Reproduce verbatim the lines of the records from the line containing "the man's hand, each" to the line containing "pixel 270 73", including both of those lines.

------------------------------

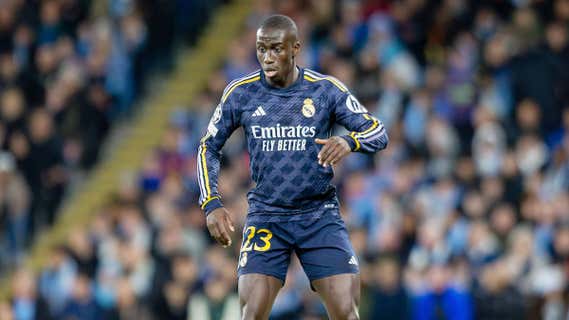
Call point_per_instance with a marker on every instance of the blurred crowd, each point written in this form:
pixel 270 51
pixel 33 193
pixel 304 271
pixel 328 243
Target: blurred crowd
pixel 66 76
pixel 464 216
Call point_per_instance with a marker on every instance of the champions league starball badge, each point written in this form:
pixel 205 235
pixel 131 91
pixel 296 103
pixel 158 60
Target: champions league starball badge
pixel 308 109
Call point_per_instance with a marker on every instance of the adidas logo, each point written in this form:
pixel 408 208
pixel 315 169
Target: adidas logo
pixel 259 112
pixel 353 261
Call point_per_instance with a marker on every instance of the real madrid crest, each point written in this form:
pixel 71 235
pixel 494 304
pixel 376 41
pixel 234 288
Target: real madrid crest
pixel 308 109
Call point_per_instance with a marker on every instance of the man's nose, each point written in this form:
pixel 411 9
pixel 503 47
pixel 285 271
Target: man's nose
pixel 268 57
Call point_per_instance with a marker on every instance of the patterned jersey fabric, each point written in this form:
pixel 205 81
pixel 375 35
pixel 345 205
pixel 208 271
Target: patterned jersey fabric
pixel 280 126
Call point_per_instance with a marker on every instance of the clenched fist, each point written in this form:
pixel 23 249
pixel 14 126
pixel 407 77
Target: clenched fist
pixel 219 225
pixel 334 150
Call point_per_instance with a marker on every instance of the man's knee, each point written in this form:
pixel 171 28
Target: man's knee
pixel 347 311
pixel 254 311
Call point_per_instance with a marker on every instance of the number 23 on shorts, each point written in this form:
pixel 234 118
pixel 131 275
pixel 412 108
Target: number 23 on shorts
pixel 264 235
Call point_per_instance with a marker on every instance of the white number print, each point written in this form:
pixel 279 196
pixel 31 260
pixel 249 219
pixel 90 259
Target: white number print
pixel 354 105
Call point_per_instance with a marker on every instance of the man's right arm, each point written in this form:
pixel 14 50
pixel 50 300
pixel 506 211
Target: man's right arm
pixel 223 122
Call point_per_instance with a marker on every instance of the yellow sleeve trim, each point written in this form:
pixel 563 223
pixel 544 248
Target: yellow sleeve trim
pixel 208 201
pixel 204 168
pixel 237 84
pixel 332 80
pixel 355 135
pixel 358 145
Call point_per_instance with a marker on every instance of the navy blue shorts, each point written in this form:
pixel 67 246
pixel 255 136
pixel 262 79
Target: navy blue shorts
pixel 319 239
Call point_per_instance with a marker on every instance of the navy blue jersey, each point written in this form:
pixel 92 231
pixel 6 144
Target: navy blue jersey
pixel 281 125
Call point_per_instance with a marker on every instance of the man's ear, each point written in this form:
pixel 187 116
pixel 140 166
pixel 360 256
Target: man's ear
pixel 295 48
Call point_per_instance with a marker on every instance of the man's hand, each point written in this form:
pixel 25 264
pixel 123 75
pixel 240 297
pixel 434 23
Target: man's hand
pixel 219 225
pixel 335 149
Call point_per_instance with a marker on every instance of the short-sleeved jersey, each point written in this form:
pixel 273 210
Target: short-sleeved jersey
pixel 281 125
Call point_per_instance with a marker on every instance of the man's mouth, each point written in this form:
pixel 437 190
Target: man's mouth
pixel 270 73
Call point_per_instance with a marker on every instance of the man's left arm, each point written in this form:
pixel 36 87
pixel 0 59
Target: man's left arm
pixel 368 135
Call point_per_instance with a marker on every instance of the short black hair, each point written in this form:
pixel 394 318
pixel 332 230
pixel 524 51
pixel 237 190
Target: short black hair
pixel 280 22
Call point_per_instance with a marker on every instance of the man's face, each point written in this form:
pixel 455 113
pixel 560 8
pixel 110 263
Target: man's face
pixel 276 50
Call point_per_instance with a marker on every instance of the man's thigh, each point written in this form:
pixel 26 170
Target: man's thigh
pixel 323 246
pixel 341 295
pixel 257 293
pixel 266 248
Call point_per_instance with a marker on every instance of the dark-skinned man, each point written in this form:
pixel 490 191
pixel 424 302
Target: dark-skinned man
pixel 287 113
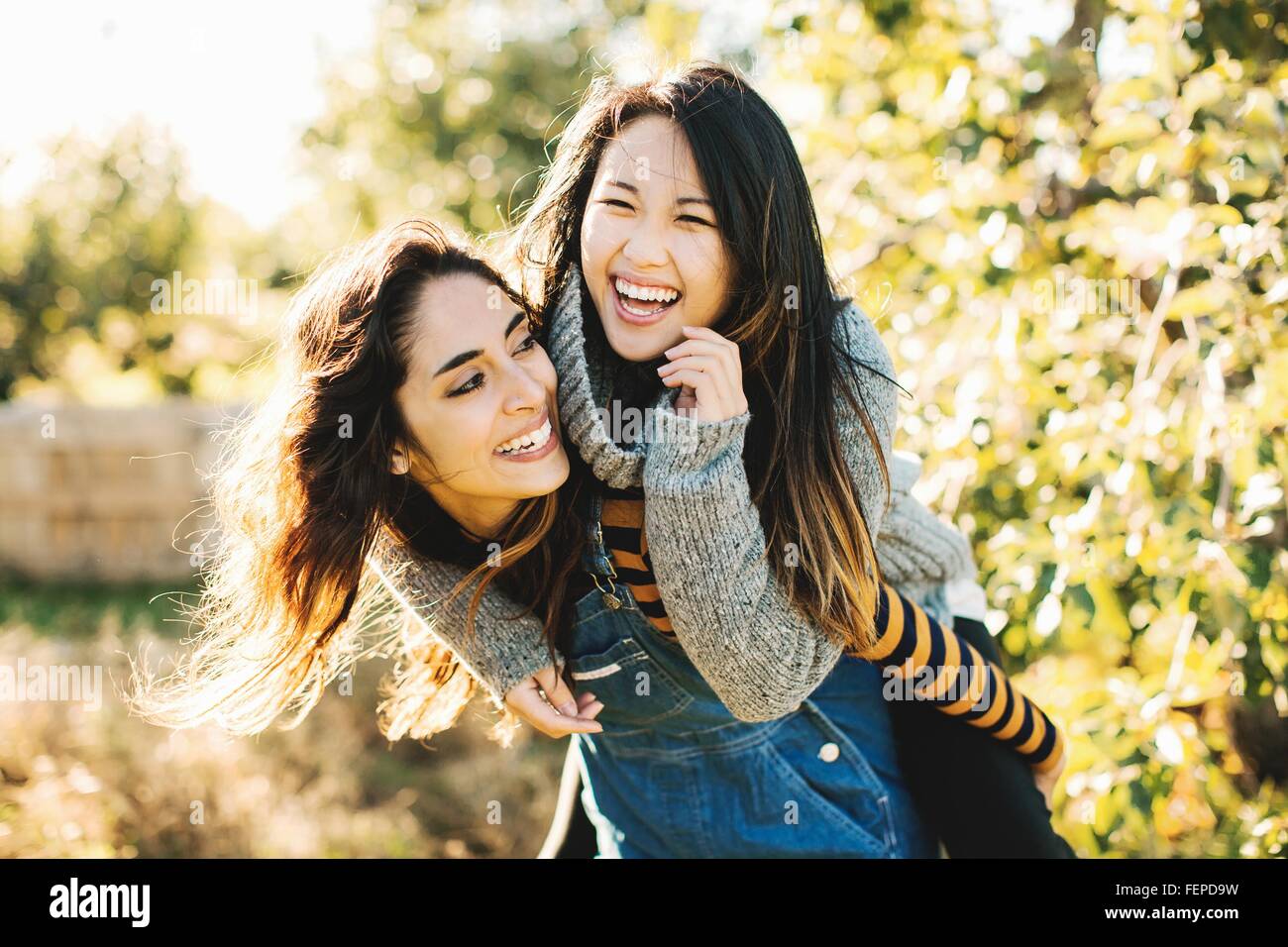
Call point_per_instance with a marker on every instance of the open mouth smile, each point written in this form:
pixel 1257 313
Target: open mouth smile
pixel 643 303
pixel 533 444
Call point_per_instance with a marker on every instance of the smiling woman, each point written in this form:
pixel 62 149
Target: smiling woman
pixel 416 408
pixel 487 381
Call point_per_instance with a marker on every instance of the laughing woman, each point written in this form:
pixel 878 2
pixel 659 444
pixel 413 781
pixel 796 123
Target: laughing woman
pixel 417 416
pixel 738 612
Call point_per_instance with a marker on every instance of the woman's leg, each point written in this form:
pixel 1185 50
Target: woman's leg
pixel 977 793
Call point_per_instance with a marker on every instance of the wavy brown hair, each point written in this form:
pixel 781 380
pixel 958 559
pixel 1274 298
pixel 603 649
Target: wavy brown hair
pixel 794 371
pixel 303 495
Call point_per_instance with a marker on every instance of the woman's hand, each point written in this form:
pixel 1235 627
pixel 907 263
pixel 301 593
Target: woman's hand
pixel 1046 781
pixel 707 368
pixel 548 703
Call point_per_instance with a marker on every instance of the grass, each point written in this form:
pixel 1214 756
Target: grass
pixel 76 781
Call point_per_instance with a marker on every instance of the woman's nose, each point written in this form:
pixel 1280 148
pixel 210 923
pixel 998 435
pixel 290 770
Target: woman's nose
pixel 645 247
pixel 527 392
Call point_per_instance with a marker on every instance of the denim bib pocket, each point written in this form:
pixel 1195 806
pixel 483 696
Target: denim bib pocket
pixel 635 689
pixel 833 780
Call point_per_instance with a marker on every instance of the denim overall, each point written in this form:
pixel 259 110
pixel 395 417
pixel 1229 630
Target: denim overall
pixel 674 775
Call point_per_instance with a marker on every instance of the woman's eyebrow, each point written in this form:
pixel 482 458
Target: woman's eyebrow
pixel 634 189
pixel 456 361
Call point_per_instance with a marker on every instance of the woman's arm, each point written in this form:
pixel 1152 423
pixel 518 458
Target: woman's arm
pixel 759 652
pixel 503 651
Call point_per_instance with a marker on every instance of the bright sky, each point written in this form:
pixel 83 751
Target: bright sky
pixel 236 82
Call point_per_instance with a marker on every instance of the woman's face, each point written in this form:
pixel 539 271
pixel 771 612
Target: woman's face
pixel 481 398
pixel 651 250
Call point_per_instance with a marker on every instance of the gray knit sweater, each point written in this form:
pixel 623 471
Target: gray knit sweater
pixel 759 654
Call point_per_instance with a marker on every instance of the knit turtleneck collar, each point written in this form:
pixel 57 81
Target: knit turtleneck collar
pixel 589 371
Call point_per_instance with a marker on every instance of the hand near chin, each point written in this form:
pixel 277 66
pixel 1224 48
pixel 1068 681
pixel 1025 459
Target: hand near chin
pixel 707 369
pixel 548 703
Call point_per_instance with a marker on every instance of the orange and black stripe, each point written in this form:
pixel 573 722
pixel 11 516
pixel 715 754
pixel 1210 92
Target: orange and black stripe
pixel 909 639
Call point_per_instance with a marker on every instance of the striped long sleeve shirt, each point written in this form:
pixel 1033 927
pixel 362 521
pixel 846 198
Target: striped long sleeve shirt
pixel 927 661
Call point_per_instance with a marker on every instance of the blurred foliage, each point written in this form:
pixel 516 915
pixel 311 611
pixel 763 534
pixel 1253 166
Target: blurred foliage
pixel 78 263
pixel 77 781
pixel 1073 247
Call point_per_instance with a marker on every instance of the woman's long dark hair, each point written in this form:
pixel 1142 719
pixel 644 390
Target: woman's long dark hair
pixel 782 311
pixel 303 493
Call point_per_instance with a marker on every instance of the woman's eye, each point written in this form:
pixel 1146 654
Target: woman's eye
pixel 476 381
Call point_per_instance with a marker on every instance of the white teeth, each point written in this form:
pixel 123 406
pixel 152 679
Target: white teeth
pixel 528 442
pixel 649 294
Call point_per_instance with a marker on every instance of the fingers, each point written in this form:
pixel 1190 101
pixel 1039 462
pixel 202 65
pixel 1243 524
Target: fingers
pixel 557 690
pixel 529 706
pixel 531 701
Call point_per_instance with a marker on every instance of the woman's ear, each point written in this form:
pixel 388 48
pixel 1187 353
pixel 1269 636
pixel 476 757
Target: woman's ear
pixel 398 462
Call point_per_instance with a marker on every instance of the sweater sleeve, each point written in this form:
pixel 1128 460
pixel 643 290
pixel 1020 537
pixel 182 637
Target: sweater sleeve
pixel 754 647
pixel 502 651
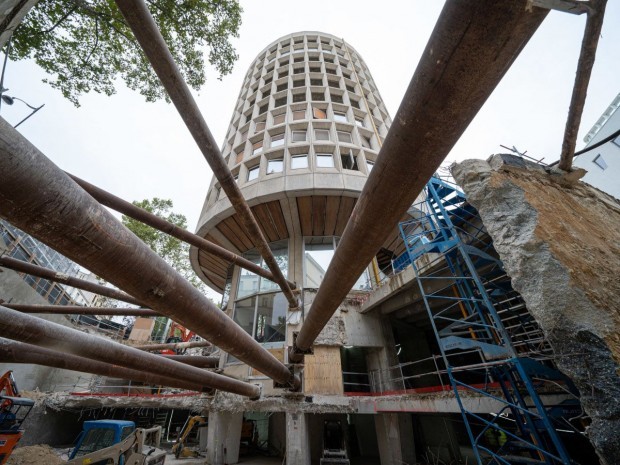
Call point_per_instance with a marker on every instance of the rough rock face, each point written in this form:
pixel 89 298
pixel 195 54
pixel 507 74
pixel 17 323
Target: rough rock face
pixel 560 242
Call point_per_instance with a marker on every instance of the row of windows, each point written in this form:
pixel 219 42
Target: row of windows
pixel 301 135
pixel 348 161
pixel 337 114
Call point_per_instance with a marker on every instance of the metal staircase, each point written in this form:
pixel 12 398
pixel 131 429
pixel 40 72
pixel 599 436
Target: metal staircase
pixel 491 345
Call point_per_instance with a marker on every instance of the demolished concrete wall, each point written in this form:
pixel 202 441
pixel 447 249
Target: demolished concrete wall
pixel 560 243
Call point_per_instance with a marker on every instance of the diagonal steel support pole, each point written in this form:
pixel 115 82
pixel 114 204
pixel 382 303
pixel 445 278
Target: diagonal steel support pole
pixel 39 198
pixel 55 276
pixel 472 46
pixel 19 352
pixel 144 28
pixel 37 331
pixel 591 35
pixel 77 310
pixel 127 208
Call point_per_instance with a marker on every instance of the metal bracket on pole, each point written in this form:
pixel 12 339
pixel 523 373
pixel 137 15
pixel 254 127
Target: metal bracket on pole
pixel 575 7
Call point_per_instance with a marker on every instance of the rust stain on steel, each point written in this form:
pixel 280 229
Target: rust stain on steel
pixel 19 352
pixel 51 275
pixel 129 209
pixel 144 28
pixel 39 198
pixel 43 333
pixel 594 25
pixel 77 310
pixel 195 360
pixel 174 345
pixel 471 48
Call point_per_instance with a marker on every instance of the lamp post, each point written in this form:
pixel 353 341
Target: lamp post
pixel 11 100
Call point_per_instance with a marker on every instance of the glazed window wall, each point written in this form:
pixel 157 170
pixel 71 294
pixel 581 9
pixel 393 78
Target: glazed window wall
pixel 259 308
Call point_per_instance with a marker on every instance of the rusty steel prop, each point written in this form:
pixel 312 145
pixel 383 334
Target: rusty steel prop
pixel 594 25
pixel 58 277
pixel 37 331
pixel 19 352
pixel 471 48
pixel 146 32
pixel 77 310
pixel 174 345
pixel 195 360
pixel 137 213
pixel 39 198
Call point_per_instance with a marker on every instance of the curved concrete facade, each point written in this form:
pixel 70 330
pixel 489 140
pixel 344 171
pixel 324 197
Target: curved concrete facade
pixel 306 129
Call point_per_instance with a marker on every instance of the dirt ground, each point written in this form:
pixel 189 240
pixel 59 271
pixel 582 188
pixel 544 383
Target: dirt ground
pixel 34 455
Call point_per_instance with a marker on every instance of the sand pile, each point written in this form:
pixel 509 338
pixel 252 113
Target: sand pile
pixel 34 455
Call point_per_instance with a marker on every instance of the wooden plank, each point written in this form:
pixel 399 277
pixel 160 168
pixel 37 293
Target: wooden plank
pixel 331 214
pixel 344 213
pixel 318 215
pixel 263 218
pixel 277 353
pixel 275 209
pixel 304 207
pixel 323 371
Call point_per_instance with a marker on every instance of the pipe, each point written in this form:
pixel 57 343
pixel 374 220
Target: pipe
pixel 174 345
pixel 77 310
pixel 146 32
pixel 594 25
pixel 18 352
pixel 39 198
pixel 58 277
pixel 472 46
pixel 43 333
pixel 129 209
pixel 195 360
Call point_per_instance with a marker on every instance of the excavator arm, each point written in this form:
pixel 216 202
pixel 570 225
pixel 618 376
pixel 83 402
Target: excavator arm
pixel 132 448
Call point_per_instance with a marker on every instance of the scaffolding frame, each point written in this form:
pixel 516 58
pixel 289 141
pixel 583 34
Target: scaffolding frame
pixel 483 329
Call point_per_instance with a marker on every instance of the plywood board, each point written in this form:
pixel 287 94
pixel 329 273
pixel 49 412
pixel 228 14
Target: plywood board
pixel 277 353
pixel 323 371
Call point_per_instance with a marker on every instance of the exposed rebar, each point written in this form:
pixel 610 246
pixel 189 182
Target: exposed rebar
pixel 472 46
pixel 144 28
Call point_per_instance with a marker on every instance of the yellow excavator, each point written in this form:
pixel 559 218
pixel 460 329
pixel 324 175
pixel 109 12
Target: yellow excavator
pixel 180 450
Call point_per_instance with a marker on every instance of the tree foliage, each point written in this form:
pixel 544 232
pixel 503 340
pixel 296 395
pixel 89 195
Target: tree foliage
pixel 171 249
pixel 86 45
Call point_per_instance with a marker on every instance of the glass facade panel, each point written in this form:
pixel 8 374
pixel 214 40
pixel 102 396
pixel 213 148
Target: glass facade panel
pixel 244 314
pixel 271 318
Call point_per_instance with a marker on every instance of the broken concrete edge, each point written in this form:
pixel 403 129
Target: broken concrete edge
pixel 509 194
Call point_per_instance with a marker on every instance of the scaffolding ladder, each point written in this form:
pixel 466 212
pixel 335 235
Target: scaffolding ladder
pixel 490 344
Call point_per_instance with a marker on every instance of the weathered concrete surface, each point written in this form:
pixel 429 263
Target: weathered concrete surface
pixel 560 243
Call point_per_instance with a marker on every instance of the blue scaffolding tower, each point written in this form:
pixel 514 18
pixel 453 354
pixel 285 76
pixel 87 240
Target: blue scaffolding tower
pixel 491 346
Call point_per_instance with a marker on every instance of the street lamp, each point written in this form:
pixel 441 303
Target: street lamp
pixel 11 100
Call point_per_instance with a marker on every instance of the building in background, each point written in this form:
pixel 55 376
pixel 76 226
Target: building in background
pixel 603 162
pixel 21 246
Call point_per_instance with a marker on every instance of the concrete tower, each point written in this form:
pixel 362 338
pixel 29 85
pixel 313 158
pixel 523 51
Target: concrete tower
pixel 304 135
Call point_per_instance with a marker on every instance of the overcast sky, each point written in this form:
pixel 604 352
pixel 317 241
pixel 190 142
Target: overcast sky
pixel 140 150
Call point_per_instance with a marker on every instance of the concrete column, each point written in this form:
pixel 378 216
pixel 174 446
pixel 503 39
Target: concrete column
pixel 395 438
pixel 224 438
pixel 297 439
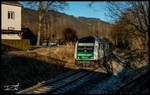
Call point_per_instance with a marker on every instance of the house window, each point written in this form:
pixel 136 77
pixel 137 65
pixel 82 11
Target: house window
pixel 11 15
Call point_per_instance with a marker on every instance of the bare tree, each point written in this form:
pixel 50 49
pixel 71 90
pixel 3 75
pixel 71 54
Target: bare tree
pixel 134 13
pixel 43 7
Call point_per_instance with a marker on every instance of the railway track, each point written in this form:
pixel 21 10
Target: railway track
pixel 133 83
pixel 62 84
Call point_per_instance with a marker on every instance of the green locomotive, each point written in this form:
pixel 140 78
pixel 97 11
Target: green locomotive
pixel 91 51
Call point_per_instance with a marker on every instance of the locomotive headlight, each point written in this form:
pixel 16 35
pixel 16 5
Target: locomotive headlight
pixel 79 57
pixel 91 57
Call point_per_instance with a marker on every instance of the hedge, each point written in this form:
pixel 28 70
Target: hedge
pixel 23 44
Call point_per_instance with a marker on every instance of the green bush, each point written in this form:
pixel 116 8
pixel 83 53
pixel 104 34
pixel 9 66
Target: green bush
pixel 8 45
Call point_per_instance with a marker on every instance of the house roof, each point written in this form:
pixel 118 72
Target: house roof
pixel 14 3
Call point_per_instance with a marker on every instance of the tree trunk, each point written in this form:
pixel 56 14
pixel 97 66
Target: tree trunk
pixel 39 32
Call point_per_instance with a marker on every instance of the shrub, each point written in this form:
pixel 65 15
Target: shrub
pixel 8 45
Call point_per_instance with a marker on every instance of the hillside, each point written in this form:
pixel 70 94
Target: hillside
pixel 57 22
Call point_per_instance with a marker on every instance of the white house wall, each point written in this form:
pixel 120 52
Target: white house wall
pixel 10 36
pixel 16 22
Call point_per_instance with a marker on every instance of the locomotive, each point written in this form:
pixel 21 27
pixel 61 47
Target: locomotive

------------------------------

> [Result for this task]
Call point_per_instance with a marker on every instance of the man's hand, each point written in this form:
pixel 25 264
pixel 123 75
pixel 240 297
pixel 434 23
Target: man's hand
pixel 219 225
pixel 335 149
Call point_per_instance with a marker on every instance of the short-sleeved jersey, each point written in this form:
pixel 273 210
Target: short-sleeved jersey
pixel 281 125
Call point_per_instance with a marker on every instance of the man's mouth, each point written in this form:
pixel 437 190
Target: man's mouth
pixel 270 73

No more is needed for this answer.